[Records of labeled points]

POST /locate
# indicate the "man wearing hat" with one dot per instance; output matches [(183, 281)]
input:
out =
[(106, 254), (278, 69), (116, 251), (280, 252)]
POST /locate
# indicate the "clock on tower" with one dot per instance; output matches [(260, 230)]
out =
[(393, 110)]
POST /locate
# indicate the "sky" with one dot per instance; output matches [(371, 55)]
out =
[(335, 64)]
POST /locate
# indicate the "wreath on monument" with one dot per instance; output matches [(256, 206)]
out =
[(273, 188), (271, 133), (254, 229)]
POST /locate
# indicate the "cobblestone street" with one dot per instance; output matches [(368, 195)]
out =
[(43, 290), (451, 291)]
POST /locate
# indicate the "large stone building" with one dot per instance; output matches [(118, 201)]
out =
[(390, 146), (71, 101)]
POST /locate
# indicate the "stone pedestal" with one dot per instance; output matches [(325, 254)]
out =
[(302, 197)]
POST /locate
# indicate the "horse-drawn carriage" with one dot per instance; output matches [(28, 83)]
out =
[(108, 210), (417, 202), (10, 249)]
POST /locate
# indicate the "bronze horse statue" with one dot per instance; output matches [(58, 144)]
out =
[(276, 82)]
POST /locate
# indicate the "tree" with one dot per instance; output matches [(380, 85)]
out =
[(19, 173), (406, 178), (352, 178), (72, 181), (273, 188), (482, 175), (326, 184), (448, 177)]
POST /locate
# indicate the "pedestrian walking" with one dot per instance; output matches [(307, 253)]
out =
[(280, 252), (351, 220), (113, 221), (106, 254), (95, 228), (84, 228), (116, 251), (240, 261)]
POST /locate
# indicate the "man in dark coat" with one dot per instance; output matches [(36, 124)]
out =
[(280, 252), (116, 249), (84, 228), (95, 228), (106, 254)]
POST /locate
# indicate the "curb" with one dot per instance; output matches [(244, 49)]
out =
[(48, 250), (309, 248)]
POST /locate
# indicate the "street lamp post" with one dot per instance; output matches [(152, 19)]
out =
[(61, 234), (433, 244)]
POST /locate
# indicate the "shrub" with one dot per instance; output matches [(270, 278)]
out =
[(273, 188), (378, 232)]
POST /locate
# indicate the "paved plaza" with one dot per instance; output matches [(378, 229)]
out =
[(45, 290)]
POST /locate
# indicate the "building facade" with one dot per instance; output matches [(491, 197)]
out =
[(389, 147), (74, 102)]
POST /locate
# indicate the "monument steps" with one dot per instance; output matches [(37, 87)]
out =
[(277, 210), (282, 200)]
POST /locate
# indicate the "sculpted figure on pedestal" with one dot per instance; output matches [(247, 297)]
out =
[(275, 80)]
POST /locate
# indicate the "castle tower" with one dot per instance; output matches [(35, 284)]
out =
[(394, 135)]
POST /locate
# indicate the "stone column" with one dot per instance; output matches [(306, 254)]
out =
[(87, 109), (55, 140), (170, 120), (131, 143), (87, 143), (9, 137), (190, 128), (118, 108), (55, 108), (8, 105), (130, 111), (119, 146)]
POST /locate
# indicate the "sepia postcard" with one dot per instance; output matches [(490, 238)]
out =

= Problem to work on =
Update the entries above by changing "one dot per instance" to "a single point for each instance" wherever it appears, and keep everything else the same.

= Solution to the exercise =
POST /locate
# indicate the "man wearing hat" with a single point for each instance; output matches [(183, 281)]
input:
out =
[(106, 254), (278, 69), (116, 251), (280, 252)]
POST /locate
# indicate the "clock on tower" with a single point for each instance; output matches [(260, 230)]
out =
[(393, 110)]
POST /locate
# indicate the "sky" with a single point for each instance; output matches [(371, 55)]
out =
[(335, 64)]
POST /locate
# indicate the "wreath on monument" with a single point for each instance; output matches [(256, 206)]
out =
[(273, 188), (271, 133), (254, 229)]
POST /locate
# indicate the "cobblestone street" with a single point for each instance; output matches [(368, 195)]
out =
[(43, 290), (451, 291)]
POST /locate
# indicate the "large stone building" with a single point for each instance; output matches [(118, 201)]
out =
[(390, 146), (71, 101)]
POST /locate
# indicate the "stone pedestal" with a single point for each instance; output matches [(325, 254)]
out =
[(302, 197)]
POST /locate
# indicate the "horse-drawn carriage" with a single point for each instance; output matches [(28, 83)]
out =
[(108, 210), (417, 202), (10, 249)]
POST /locate
# indicate the "bronze horse statue" with a single point for each instance; output matches [(58, 144)]
out =
[(276, 82)]
POST /locate
# indicate the "tree" with a single point for each instance; output matches [(380, 85)]
out =
[(19, 173), (406, 178), (352, 178), (72, 181), (273, 188), (482, 175), (326, 184), (448, 177)]
POST /locate
# indicate the "pedestrian walking" with a single point for each instance; output matches [(307, 253)]
out =
[(280, 252), (351, 220), (113, 221), (106, 254), (95, 228), (84, 228), (116, 251), (240, 261)]
POST /locate
# indicate the "man in dark coat" with a single point for each instance; output matches [(36, 124)]
out =
[(280, 252), (116, 249), (84, 228), (95, 228), (106, 254)]
POST /locate
# indicate the "curb" with a single point for each instance; output matches [(244, 49)]
out =
[(48, 250), (309, 248)]
POST /locate
# indicate the "street lamp post" with a single point for each instance; output matches [(152, 19)]
out =
[(61, 234), (433, 244)]
POST /locate
# indicate the "shrub" with a single point for each instance; output matches [(270, 278)]
out =
[(273, 188), (378, 232)]
POST /locate
# indicate the "paved plaza" with a single point for each instance; output matches [(378, 229)]
out =
[(45, 290)]
POST /locate
# indicate the "building facade" with a single point for each instance; output matches [(491, 197)]
out =
[(389, 147), (74, 102)]
POST /locate
# indicate the "monument steps" with a single point for each instance; output matches [(37, 87)]
out =
[(277, 210), (282, 200)]
POST /locate
# indicate the "sculpted figure on pedestal" with a single point for each instance; output matches [(247, 297)]
out =
[(275, 80)]
POST /locate
# indicate the "castle tower" with a single point for each instance; output matches [(35, 284)]
out =
[(394, 135)]
POST /locate
# indicate the "stone column" with a single point for each instance; output matches [(306, 254)]
out =
[(87, 109), (55, 140), (170, 120), (131, 143), (87, 143), (9, 137), (190, 128), (118, 108), (55, 108), (8, 105), (130, 111), (119, 146)]
POST /locate
# indicate the "sepia postcard" with a single point for each instance; output matches [(490, 238)]
out =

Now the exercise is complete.